## EXERCISE TASK
Turn the whole listing below into a two-column CSV headed input and output, with one row for each text and its answer in the second column. Put each value in a single quoted field and replace its line breaks with spaces.

## EXTRACTED ENTRIES
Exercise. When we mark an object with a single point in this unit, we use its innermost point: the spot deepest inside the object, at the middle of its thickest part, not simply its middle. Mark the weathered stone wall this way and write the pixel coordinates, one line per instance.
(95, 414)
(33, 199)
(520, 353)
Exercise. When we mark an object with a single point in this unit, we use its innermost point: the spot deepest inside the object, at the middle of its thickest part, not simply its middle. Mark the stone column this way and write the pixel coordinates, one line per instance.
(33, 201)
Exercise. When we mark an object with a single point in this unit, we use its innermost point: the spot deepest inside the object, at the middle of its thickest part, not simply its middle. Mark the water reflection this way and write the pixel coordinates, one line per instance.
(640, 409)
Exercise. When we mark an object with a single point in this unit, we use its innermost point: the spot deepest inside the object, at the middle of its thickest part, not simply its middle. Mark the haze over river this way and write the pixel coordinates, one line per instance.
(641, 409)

## TASK RESULT
input,output
"Exercise. When we mark an object with a single point in this unit, we use its innermost point: the spot deepest inside the object, at the middle of its thickest part, not simply its middle. Mark the weathered stone wall this way and write the pixel coordinates, one line per instance.","(95, 414) (33, 199) (520, 353)"
"Exercise. When we mark an object with a single point in this unit, we use its innermost point: the spot deepest inside the object, at the middle of its thickest part, not simply its middle. Mark the stone column this way and write the pixel coordinates, one line per instance.","(33, 201)"
"Exercise. When we mark an object with a single point in this unit, we use its innermost point: the spot deepest inside the object, at the middle of its thickest part, not simply its middle. Mark the water reflection this way and write the pixel coordinates, one line per instance.","(640, 409)"
"Exercise. When we mark an object with a single point in this unit, we use its innermost point: the spot deepest inside the object, at the middle of its thickest part, not simply its middle. Mark the haze over river this way and write the pixel coordinates, one line per instance.","(641, 409)"